### EXERCISE
Write out the passage on one-to-one art tuition word for word, starting at the words containing "Every client has" and ending with "careers and lives?".

### SELECTED TEXT
There’s a very particular dynamic to working with someone one to one. Clearly you can’t talk non-stop with someone for two hours, and you can’t move your attention around the room as you can when teaching a group. Art needs to be instructive, but you also need to allow pockets of exploration and ‘doing’ to open up around your guidance so that the student can put your words into practice, and allow the materials to reveal their possibilities directly to the student. With their attention wholly focused on the end of their paintbrush you can’t simply sit back and watch, or provide a running commentary in the manner of a TV sports commentator. Those early years in tuition where all about developing a feel for the movement within a session between guidance, co-making, assisting, switching the focus to the ideas, then to the materials, knowing when to let the student be and when they needed a boost of energy or inspiration, and all the while maintaining an atmosphere conducive to being creative and playful, yet serious and focused. Visiting clients’ homes or hotels would take me the length and breadth of London and the surrounding counties and gave rise to an encyclopaedic knowledge of London’s art shop locations where materials could be picked up en-route at short notice (not to mention the best cafes to sit and collect your thoughts over a good coffee between sessions).

Every client has a completely unique story. Art and a person’s creativity are deeply woven into their personality, and helping young people discover the direction of their artistic journey continues to be an incredibly rewarding experience. From the initial consultation to seeing them burst with joy when they gain a place on their first choice course, there are many obstacles to overcome and discoveries to be made. UAL (University of the Arts London), just one of the many institutions our clients apply to annually, has over 70 degree specialisms. Within the area of fashion alone there are 30 degree choices. With the national curriculum in both UK and overseas schools being centred around fine art, graphic design or textiles, how can a young person begin to understand the vast array of options ahead of them and choose a course that will define their future careers and lives?

### DATA SHOWN
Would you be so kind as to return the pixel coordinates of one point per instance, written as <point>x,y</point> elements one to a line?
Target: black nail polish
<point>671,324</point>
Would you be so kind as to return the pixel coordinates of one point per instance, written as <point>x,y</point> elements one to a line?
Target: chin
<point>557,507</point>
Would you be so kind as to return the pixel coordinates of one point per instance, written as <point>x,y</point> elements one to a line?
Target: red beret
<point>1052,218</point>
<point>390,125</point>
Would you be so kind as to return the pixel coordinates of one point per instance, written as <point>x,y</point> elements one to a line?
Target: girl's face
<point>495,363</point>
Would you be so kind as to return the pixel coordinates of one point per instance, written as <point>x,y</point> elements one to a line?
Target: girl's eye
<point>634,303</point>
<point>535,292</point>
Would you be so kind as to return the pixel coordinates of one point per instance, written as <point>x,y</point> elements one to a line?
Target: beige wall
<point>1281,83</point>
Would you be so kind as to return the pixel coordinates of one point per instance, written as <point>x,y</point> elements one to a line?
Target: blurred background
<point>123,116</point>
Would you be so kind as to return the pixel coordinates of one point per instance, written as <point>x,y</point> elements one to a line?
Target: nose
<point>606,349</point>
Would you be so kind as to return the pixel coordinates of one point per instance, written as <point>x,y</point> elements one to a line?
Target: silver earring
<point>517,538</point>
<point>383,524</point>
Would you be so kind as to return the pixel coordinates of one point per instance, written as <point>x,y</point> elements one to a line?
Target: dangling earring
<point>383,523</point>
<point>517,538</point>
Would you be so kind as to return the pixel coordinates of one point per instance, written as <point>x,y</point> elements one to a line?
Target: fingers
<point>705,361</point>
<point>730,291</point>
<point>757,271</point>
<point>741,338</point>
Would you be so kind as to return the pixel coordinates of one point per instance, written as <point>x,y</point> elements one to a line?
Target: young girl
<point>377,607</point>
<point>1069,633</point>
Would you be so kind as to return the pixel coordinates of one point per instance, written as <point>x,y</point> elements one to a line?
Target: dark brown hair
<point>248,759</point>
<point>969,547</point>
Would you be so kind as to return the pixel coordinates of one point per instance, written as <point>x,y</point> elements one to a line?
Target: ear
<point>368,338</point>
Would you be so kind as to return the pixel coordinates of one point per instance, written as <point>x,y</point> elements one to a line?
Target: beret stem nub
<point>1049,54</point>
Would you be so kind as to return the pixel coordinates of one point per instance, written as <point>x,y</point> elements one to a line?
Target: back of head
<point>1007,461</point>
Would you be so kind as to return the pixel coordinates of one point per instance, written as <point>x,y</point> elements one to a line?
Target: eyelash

### SOLUTION FOR THIS PROBLEM
Every client has a completely unique story. Art and a person’s creativity are deeply woven into their personality, and helping young people discover the direction of their artistic journey continues to be an incredibly rewarding experience. From the initial consultation to seeing them burst with joy when they gain a place on their first choice course, there are many obstacles to overcome and discoveries to be made. UAL (University of the Arts London), just one of the many institutions our clients apply to annually, has over 70 degree specialisms. Within the area of fashion alone there are 30 degree choices. With the national curriculum in both UK and overseas schools being centred around fine art, graphic design or textiles, how can a young person begin to understand the vast array of options ahead of them and choose a course that will define their future careers and lives?